━━ DATA TO EXAMINE

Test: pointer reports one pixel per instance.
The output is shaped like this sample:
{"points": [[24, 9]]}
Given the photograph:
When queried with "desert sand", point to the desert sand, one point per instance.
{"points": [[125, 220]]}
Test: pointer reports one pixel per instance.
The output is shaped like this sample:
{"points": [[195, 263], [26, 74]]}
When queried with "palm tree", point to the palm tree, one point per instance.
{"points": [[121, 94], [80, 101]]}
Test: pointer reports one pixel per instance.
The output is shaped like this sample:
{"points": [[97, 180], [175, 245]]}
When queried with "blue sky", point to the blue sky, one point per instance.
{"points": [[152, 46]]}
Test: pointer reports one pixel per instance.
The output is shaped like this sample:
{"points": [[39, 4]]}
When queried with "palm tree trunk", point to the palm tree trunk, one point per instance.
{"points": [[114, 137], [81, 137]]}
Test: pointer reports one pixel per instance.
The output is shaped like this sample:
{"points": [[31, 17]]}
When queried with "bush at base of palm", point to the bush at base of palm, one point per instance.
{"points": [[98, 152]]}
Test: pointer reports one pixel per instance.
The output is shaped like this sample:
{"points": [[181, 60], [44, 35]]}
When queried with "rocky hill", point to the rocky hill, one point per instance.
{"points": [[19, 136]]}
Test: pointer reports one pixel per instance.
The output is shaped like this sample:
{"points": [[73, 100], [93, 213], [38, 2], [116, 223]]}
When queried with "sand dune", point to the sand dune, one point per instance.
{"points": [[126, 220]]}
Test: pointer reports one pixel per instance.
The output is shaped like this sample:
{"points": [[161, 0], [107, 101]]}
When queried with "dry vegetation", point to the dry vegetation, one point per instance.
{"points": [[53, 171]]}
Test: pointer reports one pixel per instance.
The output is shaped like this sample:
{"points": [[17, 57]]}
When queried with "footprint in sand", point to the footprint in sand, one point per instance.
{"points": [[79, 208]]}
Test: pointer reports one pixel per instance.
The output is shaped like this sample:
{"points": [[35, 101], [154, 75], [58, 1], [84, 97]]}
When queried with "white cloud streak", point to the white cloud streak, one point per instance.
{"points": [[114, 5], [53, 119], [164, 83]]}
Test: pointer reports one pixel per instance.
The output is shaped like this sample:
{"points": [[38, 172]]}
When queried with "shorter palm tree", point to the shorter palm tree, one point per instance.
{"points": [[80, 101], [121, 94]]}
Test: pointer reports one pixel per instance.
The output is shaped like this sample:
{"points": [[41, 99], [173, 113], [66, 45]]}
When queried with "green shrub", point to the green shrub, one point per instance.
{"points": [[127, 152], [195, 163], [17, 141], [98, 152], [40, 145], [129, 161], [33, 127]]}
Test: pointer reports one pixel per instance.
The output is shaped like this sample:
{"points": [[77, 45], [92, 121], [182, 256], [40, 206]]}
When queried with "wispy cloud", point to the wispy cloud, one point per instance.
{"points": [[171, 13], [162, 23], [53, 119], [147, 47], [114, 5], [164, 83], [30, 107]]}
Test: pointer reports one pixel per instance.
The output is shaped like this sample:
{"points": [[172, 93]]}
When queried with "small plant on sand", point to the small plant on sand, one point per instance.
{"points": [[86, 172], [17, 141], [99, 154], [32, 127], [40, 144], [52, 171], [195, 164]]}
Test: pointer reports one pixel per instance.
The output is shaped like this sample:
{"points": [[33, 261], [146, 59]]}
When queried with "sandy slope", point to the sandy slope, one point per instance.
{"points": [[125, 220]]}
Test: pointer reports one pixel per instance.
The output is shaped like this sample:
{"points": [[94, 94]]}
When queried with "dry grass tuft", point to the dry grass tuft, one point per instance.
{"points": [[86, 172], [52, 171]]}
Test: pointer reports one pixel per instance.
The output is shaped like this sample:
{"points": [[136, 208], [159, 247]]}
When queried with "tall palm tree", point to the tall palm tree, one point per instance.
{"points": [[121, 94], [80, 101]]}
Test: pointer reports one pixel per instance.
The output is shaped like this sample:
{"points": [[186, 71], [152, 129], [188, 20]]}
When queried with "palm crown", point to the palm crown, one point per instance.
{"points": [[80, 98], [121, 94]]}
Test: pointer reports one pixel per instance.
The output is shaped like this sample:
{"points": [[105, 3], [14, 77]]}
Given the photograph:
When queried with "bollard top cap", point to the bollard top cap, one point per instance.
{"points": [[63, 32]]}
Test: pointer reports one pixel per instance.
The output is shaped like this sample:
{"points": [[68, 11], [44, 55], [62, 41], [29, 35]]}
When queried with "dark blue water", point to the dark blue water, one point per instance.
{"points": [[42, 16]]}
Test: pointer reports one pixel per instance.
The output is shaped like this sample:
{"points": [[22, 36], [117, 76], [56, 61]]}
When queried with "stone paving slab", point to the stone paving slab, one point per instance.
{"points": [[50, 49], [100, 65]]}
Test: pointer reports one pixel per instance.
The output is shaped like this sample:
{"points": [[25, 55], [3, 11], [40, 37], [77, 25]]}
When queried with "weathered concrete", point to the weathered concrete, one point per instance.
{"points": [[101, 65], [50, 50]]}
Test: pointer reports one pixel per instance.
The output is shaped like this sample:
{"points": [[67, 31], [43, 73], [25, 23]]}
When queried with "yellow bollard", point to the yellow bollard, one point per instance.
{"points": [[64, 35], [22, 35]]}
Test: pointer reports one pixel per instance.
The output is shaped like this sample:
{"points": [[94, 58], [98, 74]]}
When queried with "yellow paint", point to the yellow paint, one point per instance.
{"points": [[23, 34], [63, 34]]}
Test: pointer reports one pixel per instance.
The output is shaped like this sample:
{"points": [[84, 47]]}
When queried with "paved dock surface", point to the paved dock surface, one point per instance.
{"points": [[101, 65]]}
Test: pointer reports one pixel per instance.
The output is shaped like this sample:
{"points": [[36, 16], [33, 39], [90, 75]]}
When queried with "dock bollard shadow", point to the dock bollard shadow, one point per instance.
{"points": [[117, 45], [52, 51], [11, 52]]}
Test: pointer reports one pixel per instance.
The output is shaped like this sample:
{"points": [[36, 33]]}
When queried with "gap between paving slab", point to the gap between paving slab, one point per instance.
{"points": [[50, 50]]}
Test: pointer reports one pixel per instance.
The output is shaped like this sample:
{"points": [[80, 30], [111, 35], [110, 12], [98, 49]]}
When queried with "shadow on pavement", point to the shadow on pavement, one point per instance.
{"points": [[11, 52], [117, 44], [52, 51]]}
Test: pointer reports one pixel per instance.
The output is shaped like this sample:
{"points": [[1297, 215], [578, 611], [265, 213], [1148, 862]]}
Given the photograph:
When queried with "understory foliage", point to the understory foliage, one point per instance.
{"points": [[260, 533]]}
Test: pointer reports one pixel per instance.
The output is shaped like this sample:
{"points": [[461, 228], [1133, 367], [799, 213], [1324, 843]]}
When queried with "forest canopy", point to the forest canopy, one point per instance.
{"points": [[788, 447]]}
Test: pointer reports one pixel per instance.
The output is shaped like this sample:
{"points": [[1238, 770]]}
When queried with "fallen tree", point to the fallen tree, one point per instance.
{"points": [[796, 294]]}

━━━━

REQUIRED ACTION: Reproduce the records above with every character intact.

SOLUTION TO THE EXERCISE:
Test: pointer reports one pixel per instance.
The output is shaped like this sample:
{"points": [[24, 9]]}
Given the photograph:
When queried with "desert sand", point to the desert sand, one point per instance.
{"points": [[125, 220]]}
Test: pointer reports one pixel per instance.
The output is shaped like this sample:
{"points": [[195, 263], [26, 74]]}
When queried with "palm tree", point to the palm tree, one point per instance.
{"points": [[121, 94], [80, 101]]}
Test: pointer reports one pixel per instance.
The output is shaped like this sample:
{"points": [[97, 180], [175, 245]]}
When queried with "blue sky", point to the blue sky, one point per instance.
{"points": [[152, 46]]}
Test: pointer reports one pixel per instance.
The output is shaped like this sample:
{"points": [[39, 4]]}
When queried with "palm tree trunk", point to the palm tree trunk, one point per instance.
{"points": [[114, 137], [81, 137]]}
Test: pointer reports one pixel per instance.
The output is shaped like this sample:
{"points": [[31, 17]]}
When queried with "bush at base of palm", point to the bush at base of palm, one point per instance.
{"points": [[98, 152]]}
Test: pointer reports one pixel per instance.
The output is shaped like this sample:
{"points": [[181, 60], [44, 35]]}
When queried with "rocky hill", point to the rocky hill, one point per instance.
{"points": [[19, 136]]}
Test: pointer reports one pixel per instance.
The output is shaped like this sample:
{"points": [[73, 100], [93, 213], [38, 2], [116, 223]]}
When queried with "sand dune", point to the sand dune, one point per instance.
{"points": [[126, 220]]}
Test: pointer reports one pixel per instance.
The output is shaped like this sample:
{"points": [[161, 0], [107, 101]]}
When queried with "dry vegetation", point to the dry vegetation, one point per instance.
{"points": [[53, 171]]}
Test: pointer reports one pixel per instance.
The output is shaped like this sample:
{"points": [[17, 57]]}
When queried with "footprint in sand", point to the footprint in sand, one point per instance.
{"points": [[79, 208]]}
Test: pointer reports one pixel per instance.
The output is shaped like this sample:
{"points": [[35, 101], [154, 75], [58, 1], [84, 97]]}
When queried with "white cloud streak", point to the white cloud streak, one point per instance.
{"points": [[114, 5], [53, 119], [164, 83]]}
Test: pointer reports one pixel per instance.
The output is shaped like this sample:
{"points": [[38, 172]]}
When queried with "shorter palm tree", point to the shorter palm tree, one point per instance.
{"points": [[80, 101], [121, 94]]}
Test: pointer reports one pixel per instance.
The output is shaped like this sample:
{"points": [[41, 99], [173, 113], [66, 45]]}
When queried with "green shrub", point to the green shrub, one point per instance.
{"points": [[127, 152], [195, 163], [17, 141], [98, 152], [40, 145], [129, 161], [33, 127]]}
Test: pointer reports one pixel per instance.
The output is shaped like this sample:
{"points": [[77, 45], [92, 121], [182, 256], [40, 206]]}
When queried with "wispy cloud", point to the wispy cloud, one point per instance.
{"points": [[171, 13], [162, 23], [53, 119], [147, 47], [114, 5], [164, 83], [30, 107]]}
Test: pointer reports one pixel per instance.
The output is shaped like this sample:
{"points": [[172, 93]]}
When queried with "small plant on sand", point to the small plant on sand, one point per instance.
{"points": [[86, 172], [17, 141], [99, 154], [32, 127], [40, 144], [52, 171], [195, 164]]}
Test: pointer reports one pixel per instance.
The output is shaped like this sample:
{"points": [[33, 261], [146, 59]]}
When queried with "sandy slope", point to the sandy slope, one point per instance.
{"points": [[125, 220]]}
Test: pointer reports one pixel per instance.
The output is shaped like this sample:
{"points": [[94, 94]]}
When queried with "dry grass tuft", point to the dry grass tuft, one point per instance.
{"points": [[86, 172], [52, 171]]}
Test: pointer reports one pixel per instance.
The output is shaped like this sample:
{"points": [[136, 208], [159, 247]]}
When queried with "tall palm tree", point to the tall palm tree, one point per instance.
{"points": [[121, 94], [80, 101]]}
Test: pointer reports one pixel per instance.
The output is shaped like this sample:
{"points": [[186, 71], [152, 129], [188, 20]]}
When queried with "palm crown", point to the palm crown, one point per instance.
{"points": [[80, 98], [121, 94]]}
Test: pointer reports one pixel per instance.
The output is shaped like this sample:
{"points": [[105, 3], [14, 77]]}
Given the photograph:
When queried with "bollard top cap", point to the bollard top cap, one point per instance.
{"points": [[63, 32]]}
Test: pointer reports one pixel per instance.
The output is shaped like this sample:
{"points": [[68, 11], [44, 55], [62, 41], [29, 35]]}
When queried with "dark blue water", point to the dark blue water, one point per instance.
{"points": [[42, 16]]}
Test: pointer reports one pixel per instance.
The output is shaped like this sample:
{"points": [[22, 36], [117, 76], [56, 61]]}
When queried with "stone paving slab", point to the stone paving slab, one point per instance.
{"points": [[50, 49], [100, 65]]}
Test: pointer reports one pixel per instance.
The output is shaped like this sample:
{"points": [[25, 55], [3, 11], [40, 37], [77, 25]]}
When queried with "weathered concrete", point to the weathered concrete, one point per instance.
{"points": [[101, 65], [50, 50]]}
Test: pointer reports one pixel per instance.
The output is shaped like this sample:
{"points": [[67, 31], [43, 73], [25, 23]]}
When queried with "yellow bollard", point to the yellow bollard, one point per instance.
{"points": [[64, 35], [22, 35]]}
Test: pointer reports one pixel per instance.
The output is shaped like this sample:
{"points": [[94, 58], [98, 74]]}
When queried with "yellow paint", point to the yellow paint, one point per instance.
{"points": [[23, 34], [63, 34]]}
Test: pointer reports one pixel per instance.
The output is shaped like this sample:
{"points": [[84, 47]]}
When queried with "paved dock surface", point to the paved dock surface, one point per instance.
{"points": [[101, 65]]}
Test: pointer reports one pixel per instance.
The output is shaped like this sample:
{"points": [[36, 16], [33, 39], [90, 75]]}
When queried with "dock bollard shadow", point to the dock bollard shadow, one point per instance.
{"points": [[117, 45], [52, 51], [11, 52]]}
Test: pointer reports one pixel per instance.
The output is shaped like this sample:
{"points": [[36, 33]]}
When queried with "gap between paving slab", point to the gap between paving slab, one point per instance.
{"points": [[50, 50]]}
Test: pointer reports one pixel per instance.
The output is shaped like this sample:
{"points": [[80, 30], [111, 35], [110, 12], [98, 49]]}
When queried with "shadow on pavement", point to the shadow on pavement, one point per instance.
{"points": [[11, 52], [117, 44], [52, 51]]}
Test: pointer reports one pixel per instance.
The output is shaped like this sample:
{"points": [[1297, 215], [578, 611], [265, 213], [1148, 862]]}
Given the photograph:
When queried with "understory foliage", point to the understory foliage, one point per instance.
{"points": [[260, 533]]}
Test: pointer reports one pixel per instance.
The output is shaped like this sample:
{"points": [[461, 228], [1133, 367], [799, 213], [1324, 843]]}
When queried with "forest canopy", point to the forest canopy, one point per instance.
{"points": [[788, 447]]}
Test: pointer reports one pixel per instance.
The output is shaped like this sample:
{"points": [[1238, 770]]}
When queried with "fallen tree", point to the fallen tree, one point per instance.
{"points": [[796, 294]]}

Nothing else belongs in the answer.